* Begin DATA ROWS *
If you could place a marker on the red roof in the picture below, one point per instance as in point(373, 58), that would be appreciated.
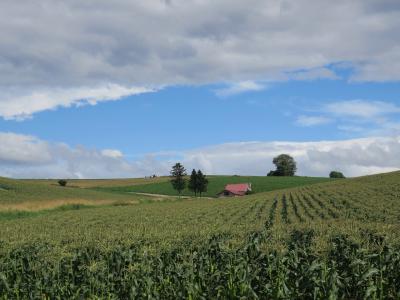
point(238, 189)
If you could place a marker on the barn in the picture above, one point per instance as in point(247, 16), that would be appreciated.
point(234, 190)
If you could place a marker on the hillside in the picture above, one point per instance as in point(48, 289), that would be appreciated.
point(333, 240)
point(37, 195)
point(217, 184)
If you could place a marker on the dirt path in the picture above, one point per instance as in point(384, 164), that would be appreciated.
point(167, 196)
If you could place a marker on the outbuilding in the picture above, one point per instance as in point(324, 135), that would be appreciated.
point(234, 190)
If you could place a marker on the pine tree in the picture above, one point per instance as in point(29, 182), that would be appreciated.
point(178, 180)
point(193, 182)
point(202, 182)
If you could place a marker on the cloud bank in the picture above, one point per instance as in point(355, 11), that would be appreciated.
point(57, 53)
point(23, 156)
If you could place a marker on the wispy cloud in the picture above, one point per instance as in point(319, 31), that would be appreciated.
point(28, 156)
point(307, 121)
point(359, 116)
point(239, 88)
point(361, 108)
point(16, 106)
point(314, 73)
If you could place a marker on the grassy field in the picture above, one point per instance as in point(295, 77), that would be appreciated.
point(329, 240)
point(217, 184)
point(93, 183)
point(31, 195)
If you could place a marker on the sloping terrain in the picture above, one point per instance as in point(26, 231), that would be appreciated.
point(38, 195)
point(217, 183)
point(329, 240)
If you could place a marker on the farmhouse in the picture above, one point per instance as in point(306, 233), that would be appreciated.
point(233, 190)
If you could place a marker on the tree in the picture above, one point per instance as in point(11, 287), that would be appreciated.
point(178, 180)
point(336, 174)
point(62, 182)
point(193, 185)
point(202, 182)
point(285, 166)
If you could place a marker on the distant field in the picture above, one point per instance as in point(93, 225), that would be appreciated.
point(332, 240)
point(30, 195)
point(217, 184)
point(90, 183)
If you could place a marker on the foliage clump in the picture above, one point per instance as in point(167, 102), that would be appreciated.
point(336, 174)
point(62, 182)
point(285, 166)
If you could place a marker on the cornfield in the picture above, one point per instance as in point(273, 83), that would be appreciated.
point(335, 240)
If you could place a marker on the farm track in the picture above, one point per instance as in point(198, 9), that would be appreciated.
point(328, 241)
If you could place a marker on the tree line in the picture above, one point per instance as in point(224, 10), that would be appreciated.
point(197, 182)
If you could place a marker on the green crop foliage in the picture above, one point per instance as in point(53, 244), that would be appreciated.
point(334, 240)
point(217, 183)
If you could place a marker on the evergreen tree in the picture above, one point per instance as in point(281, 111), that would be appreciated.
point(178, 180)
point(285, 166)
point(202, 182)
point(193, 185)
point(336, 174)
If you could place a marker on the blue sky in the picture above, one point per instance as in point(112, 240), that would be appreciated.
point(186, 117)
point(116, 89)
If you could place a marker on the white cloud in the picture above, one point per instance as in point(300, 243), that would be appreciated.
point(307, 121)
point(26, 156)
point(113, 153)
point(14, 106)
point(239, 88)
point(78, 46)
point(362, 108)
point(315, 73)
point(353, 157)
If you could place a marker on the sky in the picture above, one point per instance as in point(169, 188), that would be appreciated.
point(104, 89)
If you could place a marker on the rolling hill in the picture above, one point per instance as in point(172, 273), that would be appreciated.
point(337, 239)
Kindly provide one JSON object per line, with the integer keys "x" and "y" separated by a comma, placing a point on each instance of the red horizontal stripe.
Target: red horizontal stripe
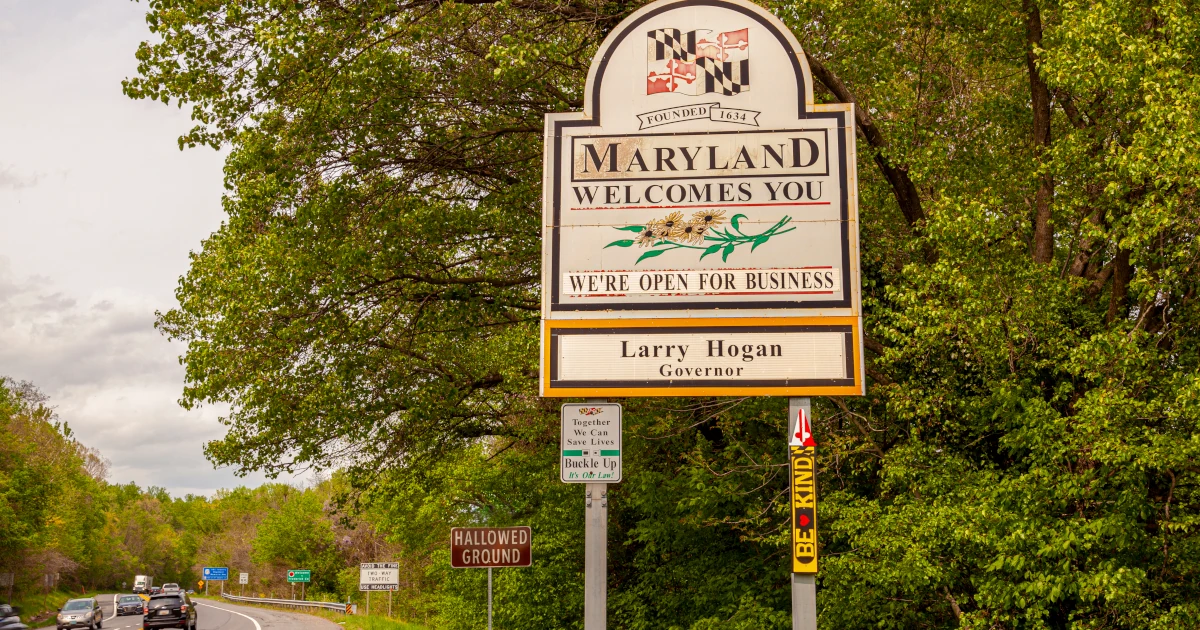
* End DATA ROWS *
### AIM
Rewrite the items from the line with "If you could place a marker on the pine" to the line with "point(233, 190)", changing "pine tree" to "conifer" and leaving everything else unchanged.

### FINAL ANSWER
If you could place a marker on the conifer in the picture above, one point per instance as in point(29, 182), that would be appreciated.
point(178, 180)
point(193, 182)
point(202, 182)
If you could place a marker on the cloud bank in the picture above, one point per instance as in point(355, 11), that would be appreciated.
point(57, 53)
point(23, 156)
If you could place a marker on the wispy cloud in the picture above, one point per instance as in point(319, 31), that would be appreciated.
point(28, 156)
point(307, 121)
point(359, 116)
point(239, 88)
point(361, 108)
point(16, 106)
point(314, 73)
If you could place a marker on the grassy field in the picture above, one point per instance as in point(295, 77), that would be appreciated.
point(329, 240)
point(217, 184)
point(93, 183)
point(31, 195)
If you could place a marker on the sloping terrain in the picture above, one point per instance as in point(26, 231), that would be appreciated.
point(38, 195)
point(217, 183)
point(329, 240)
If you could place a marker on the farmhouse in the picture above, one point per instance as in point(306, 233), that would be appreciated.
point(233, 190)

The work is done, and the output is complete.